**WHAT YOU HAVE TO DO**
Your task is to print every entry below exactly as given.
DATA RECORDS Block Start
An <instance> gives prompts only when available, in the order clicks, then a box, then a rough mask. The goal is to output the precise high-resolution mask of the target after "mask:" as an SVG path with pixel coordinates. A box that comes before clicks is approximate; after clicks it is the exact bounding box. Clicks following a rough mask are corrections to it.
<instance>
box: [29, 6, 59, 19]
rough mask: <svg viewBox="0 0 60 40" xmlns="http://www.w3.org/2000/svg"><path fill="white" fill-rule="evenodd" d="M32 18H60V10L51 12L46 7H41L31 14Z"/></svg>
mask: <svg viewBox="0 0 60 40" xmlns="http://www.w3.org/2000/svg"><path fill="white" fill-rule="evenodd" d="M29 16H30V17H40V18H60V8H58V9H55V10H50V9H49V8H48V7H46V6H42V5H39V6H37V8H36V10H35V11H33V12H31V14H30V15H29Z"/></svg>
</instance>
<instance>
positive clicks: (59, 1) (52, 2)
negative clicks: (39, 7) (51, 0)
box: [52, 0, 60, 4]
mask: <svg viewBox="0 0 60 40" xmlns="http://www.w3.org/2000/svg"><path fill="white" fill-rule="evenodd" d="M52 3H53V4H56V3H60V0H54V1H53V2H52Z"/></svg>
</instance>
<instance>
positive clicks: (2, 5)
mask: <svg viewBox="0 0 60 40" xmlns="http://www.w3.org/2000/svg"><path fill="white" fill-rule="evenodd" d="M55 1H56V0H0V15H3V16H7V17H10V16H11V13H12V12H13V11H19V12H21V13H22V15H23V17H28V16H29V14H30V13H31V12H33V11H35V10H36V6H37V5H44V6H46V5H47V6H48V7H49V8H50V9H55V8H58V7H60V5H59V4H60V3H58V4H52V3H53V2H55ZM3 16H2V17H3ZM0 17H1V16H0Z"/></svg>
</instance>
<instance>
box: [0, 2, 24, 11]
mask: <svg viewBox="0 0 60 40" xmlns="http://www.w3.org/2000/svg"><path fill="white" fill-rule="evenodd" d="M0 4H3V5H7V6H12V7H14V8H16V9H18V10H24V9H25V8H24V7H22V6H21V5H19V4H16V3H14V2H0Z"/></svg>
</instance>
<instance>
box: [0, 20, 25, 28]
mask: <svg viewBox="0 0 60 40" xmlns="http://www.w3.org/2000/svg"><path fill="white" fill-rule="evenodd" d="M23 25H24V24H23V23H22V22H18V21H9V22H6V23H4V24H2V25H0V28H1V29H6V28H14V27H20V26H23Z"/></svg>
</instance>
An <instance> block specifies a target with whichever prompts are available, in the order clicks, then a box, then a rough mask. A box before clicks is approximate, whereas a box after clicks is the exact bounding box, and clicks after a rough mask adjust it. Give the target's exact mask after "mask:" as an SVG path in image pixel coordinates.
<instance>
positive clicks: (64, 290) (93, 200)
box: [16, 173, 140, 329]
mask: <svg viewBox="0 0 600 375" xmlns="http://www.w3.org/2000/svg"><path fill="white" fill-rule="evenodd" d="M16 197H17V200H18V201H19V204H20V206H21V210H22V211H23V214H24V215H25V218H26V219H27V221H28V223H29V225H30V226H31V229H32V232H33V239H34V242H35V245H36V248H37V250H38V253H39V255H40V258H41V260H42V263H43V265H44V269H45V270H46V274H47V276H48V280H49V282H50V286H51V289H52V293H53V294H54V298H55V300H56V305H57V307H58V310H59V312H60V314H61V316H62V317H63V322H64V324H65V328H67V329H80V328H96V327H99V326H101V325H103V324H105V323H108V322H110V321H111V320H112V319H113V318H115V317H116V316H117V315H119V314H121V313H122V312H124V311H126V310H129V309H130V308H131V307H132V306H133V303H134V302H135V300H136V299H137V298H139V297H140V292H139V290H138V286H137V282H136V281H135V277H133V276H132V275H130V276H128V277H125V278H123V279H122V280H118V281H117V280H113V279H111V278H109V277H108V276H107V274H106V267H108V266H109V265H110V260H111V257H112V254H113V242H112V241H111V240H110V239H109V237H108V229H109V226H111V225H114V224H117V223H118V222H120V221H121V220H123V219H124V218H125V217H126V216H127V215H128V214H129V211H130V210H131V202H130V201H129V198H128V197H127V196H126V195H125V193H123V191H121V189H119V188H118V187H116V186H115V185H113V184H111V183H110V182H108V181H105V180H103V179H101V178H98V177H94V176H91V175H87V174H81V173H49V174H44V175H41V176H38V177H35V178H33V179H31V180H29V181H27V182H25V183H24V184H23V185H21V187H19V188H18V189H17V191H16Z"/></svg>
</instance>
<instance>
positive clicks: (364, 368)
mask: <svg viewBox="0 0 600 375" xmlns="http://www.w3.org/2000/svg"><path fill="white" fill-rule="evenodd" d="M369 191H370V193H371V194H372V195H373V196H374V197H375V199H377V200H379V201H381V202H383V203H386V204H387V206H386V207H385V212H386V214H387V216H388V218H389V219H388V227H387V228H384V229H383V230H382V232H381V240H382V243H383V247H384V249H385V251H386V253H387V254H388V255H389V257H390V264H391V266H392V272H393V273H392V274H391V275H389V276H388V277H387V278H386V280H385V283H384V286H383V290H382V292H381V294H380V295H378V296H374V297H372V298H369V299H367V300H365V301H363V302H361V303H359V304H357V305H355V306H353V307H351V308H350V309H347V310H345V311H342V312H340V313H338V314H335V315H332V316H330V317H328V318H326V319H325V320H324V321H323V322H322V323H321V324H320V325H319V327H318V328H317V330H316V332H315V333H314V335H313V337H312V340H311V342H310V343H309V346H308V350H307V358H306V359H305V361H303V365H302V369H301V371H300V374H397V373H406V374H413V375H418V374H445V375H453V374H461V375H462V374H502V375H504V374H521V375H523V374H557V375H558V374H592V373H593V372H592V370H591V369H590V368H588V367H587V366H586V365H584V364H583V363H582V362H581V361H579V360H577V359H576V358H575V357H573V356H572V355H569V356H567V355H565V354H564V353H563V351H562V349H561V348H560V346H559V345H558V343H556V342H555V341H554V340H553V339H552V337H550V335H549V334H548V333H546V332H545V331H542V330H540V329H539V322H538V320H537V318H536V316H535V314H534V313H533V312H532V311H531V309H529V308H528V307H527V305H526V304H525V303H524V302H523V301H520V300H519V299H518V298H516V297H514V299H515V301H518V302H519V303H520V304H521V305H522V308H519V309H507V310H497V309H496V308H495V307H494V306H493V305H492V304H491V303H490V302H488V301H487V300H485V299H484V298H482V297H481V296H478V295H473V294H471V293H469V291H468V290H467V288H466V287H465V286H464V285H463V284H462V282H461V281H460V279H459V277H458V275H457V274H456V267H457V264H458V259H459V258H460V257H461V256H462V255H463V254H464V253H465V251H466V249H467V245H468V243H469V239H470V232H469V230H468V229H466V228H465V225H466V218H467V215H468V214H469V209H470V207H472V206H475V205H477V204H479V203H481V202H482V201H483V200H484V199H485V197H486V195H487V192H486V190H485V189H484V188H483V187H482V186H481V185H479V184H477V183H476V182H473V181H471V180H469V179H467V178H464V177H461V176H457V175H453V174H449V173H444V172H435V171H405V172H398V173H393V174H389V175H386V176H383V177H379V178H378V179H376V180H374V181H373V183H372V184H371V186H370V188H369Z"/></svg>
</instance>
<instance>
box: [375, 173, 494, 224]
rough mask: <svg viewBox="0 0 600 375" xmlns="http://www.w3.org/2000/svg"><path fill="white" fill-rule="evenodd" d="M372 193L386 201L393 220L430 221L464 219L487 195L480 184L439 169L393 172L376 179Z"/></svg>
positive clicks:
DATA RECORDS Block End
**THE ANSWER**
An <instance> gives prompts only when available, in the order clicks, then a box, then a rough mask. The goal is to output the precise high-resolution mask of the target after "mask:" as an SVG path with pixel coordinates. A box that comes before clicks is approximate; after clicks it is the exact bounding box. Clicks following a rough mask are corrections to it.
<instance>
box: [29, 6, 59, 19]
rough mask: <svg viewBox="0 0 60 40" xmlns="http://www.w3.org/2000/svg"><path fill="white" fill-rule="evenodd" d="M32 18H60V10L51 12L46 7H41L31 14Z"/></svg>
mask: <svg viewBox="0 0 60 40" xmlns="http://www.w3.org/2000/svg"><path fill="white" fill-rule="evenodd" d="M29 16H30V17H40V18H60V8H58V9H55V10H50V9H49V8H48V7H46V6H42V5H39V6H37V8H36V10H35V11H33V12H31V14H30V15H29Z"/></svg>
</instance>
<instance>
positive clicks: (59, 1) (52, 2)
negative clicks: (39, 7) (51, 0)
box: [52, 0, 60, 4]
mask: <svg viewBox="0 0 60 40" xmlns="http://www.w3.org/2000/svg"><path fill="white" fill-rule="evenodd" d="M52 3H53V4H56V3H60V0H54V1H53V2H52Z"/></svg>
</instance>
<instance>
positive clicks: (2, 5)
mask: <svg viewBox="0 0 60 40" xmlns="http://www.w3.org/2000/svg"><path fill="white" fill-rule="evenodd" d="M55 1H56V0H0V15H3V16H7V17H10V16H11V13H12V12H13V11H19V12H21V13H22V15H23V17H28V16H29V14H30V13H31V12H33V11H35V10H36V6H37V5H44V6H46V5H47V6H48V7H49V8H50V9H55V8H58V7H60V5H59V4H60V3H58V4H52V3H53V2H55ZM3 16H2V17H3ZM0 17H1V16H0Z"/></svg>
</instance>
<instance>
box: [0, 2, 24, 11]
mask: <svg viewBox="0 0 60 40" xmlns="http://www.w3.org/2000/svg"><path fill="white" fill-rule="evenodd" d="M0 4H3V5H7V6H12V7H14V8H16V9H18V10H24V9H25V8H24V7H22V6H21V5H19V4H16V3H14V2H0Z"/></svg>
</instance>
<instance>
box: [0, 20, 25, 28]
mask: <svg viewBox="0 0 60 40" xmlns="http://www.w3.org/2000/svg"><path fill="white" fill-rule="evenodd" d="M23 25H24V24H23V23H22V22H18V21H9V22H6V23H4V24H2V25H0V28H1V29H6V28H14V27H20V26H23Z"/></svg>
</instance>
An <instance> block specifies a target with whichever prompts are available, in the order clicks, then a box, then a rough mask. A box before clicks is approximate, whereas a box after clicks is the exact bounding box, and clicks after a rough mask adjust it. Give the target's exact mask after "mask:" as an SVG path in image pixel coordinates.
<instance>
positive clicks: (64, 290) (93, 200)
box: [16, 173, 140, 329]
mask: <svg viewBox="0 0 600 375" xmlns="http://www.w3.org/2000/svg"><path fill="white" fill-rule="evenodd" d="M16 197H17V200H18V201H19V204H20V206H21V210H22V211H23V214H24V215H25V218H26V219H27V221H28V223H29V225H30V226H31V229H32V232H33V239H34V242H35V245H36V248H37V250H38V253H39V255H40V258H41V260H42V263H43V265H44V269H45V270H46V274H47V276H48V280H49V282H50V286H51V289H52V293H53V294H54V298H55V300H56V305H57V307H58V310H59V312H60V314H61V316H62V317H63V322H64V324H65V328H67V329H80V328H96V327H99V326H101V325H103V324H105V323H108V322H110V321H111V320H112V319H113V318H115V317H116V316H117V315H119V314H121V313H122V312H124V311H126V310H129V309H130V308H131V307H132V306H133V303H134V302H135V300H136V299H137V298H139V297H140V292H139V290H138V286H137V282H136V281H135V277H133V276H132V275H130V276H128V277H125V278H123V279H122V280H118V281H117V280H113V279H111V278H109V277H108V276H107V274H106V267H108V266H109V265H110V260H111V257H112V254H113V242H112V241H111V240H110V239H109V237H108V229H109V226H111V225H114V224H117V223H118V222H120V221H121V220H123V219H124V218H125V217H126V216H127V215H128V214H129V211H130V210H131V202H130V201H129V198H128V197H127V196H126V195H125V193H123V191H121V189H119V188H118V187H116V186H115V185H113V184H111V183H110V182H108V181H105V180H103V179H101V178H98V177H94V176H91V175H87V174H81V173H49V174H44V175H41V176H38V177H35V178H33V179H31V180H29V181H27V182H25V183H24V184H23V185H21V187H19V188H18V189H17V191H16Z"/></svg>
</instance>
<instance>
positive clicks: (364, 368)
mask: <svg viewBox="0 0 600 375" xmlns="http://www.w3.org/2000/svg"><path fill="white" fill-rule="evenodd" d="M369 191H370V193H371V194H372V195H373V196H374V197H375V199H377V200H379V201H381V202H383V203H386V204H387V206H386V207H385V212H386V214H387V216H388V218H389V219H388V227H387V228H384V229H383V230H382V232H381V240H382V243H383V247H384V249H385V251H386V253H387V254H388V255H389V257H390V264H391V266H392V272H393V273H392V274H391V275H389V276H388V277H387V278H386V280H385V283H384V286H383V290H382V292H381V294H380V295H378V296H374V297H372V298H369V299H367V300H365V301H363V302H361V303H359V304H357V305H355V306H353V307H351V308H350V309H347V310H345V311H342V312H340V313H338V314H335V315H332V316H330V317H328V318H326V319H325V320H324V321H323V322H322V323H321V324H320V325H319V327H318V328H317V330H316V332H315V333H314V335H313V337H312V340H311V342H310V343H309V346H308V350H307V358H306V359H305V361H303V365H302V369H301V371H300V374H397V373H406V374H413V375H418V374H445V375H453V374H461V375H462V374H502V375H504V374H521V375H523V374H557V375H558V374H592V373H593V372H592V370H591V369H590V368H588V367H587V366H586V365H584V364H583V363H582V362H581V361H579V360H577V359H576V358H575V357H573V356H572V355H569V356H567V355H565V354H564V353H563V351H562V349H561V348H560V346H559V345H558V343H556V342H555V341H554V340H553V339H552V337H550V335H549V334H548V333H546V332H545V331H542V330H540V329H539V322H538V320H537V318H536V316H535V314H534V313H533V312H532V311H531V309H529V308H528V307H527V305H526V304H525V303H524V302H523V301H520V300H519V299H518V298H516V297H514V299H515V301H518V302H519V303H520V304H521V305H522V308H519V309H507V310H497V309H496V308H495V307H494V306H493V305H492V304H491V303H490V302H488V301H487V300H485V299H484V298H482V297H481V296H478V295H473V294H471V293H469V291H468V290H467V288H466V287H465V286H464V285H463V284H462V282H461V281H460V279H459V277H458V275H457V274H456V267H457V264H458V259H459V258H460V257H461V256H462V255H463V254H464V253H465V251H466V249H467V245H468V243H469V239H470V232H469V230H468V229H466V228H465V225H466V218H467V215H468V214H469V209H470V207H472V206H475V205H477V204H479V203H481V202H482V201H483V200H484V199H485V197H486V195H487V192H486V190H485V189H484V188H483V187H482V186H481V185H479V184H477V183H476V182H473V181H471V180H469V179H467V178H464V177H461V176H457V175H453V174H449V173H444V172H435V171H405V172H398V173H393V174H389V175H386V176H383V177H379V178H378V179H376V180H374V181H373V183H372V184H371V186H370V188H369Z"/></svg>
</instance>
<instance>
box: [375, 173, 494, 224]
rough mask: <svg viewBox="0 0 600 375" xmlns="http://www.w3.org/2000/svg"><path fill="white" fill-rule="evenodd" d="M372 193L386 201L393 220L430 221L464 219L487 195L480 184L439 169L393 172L376 179Z"/></svg>
positive clicks:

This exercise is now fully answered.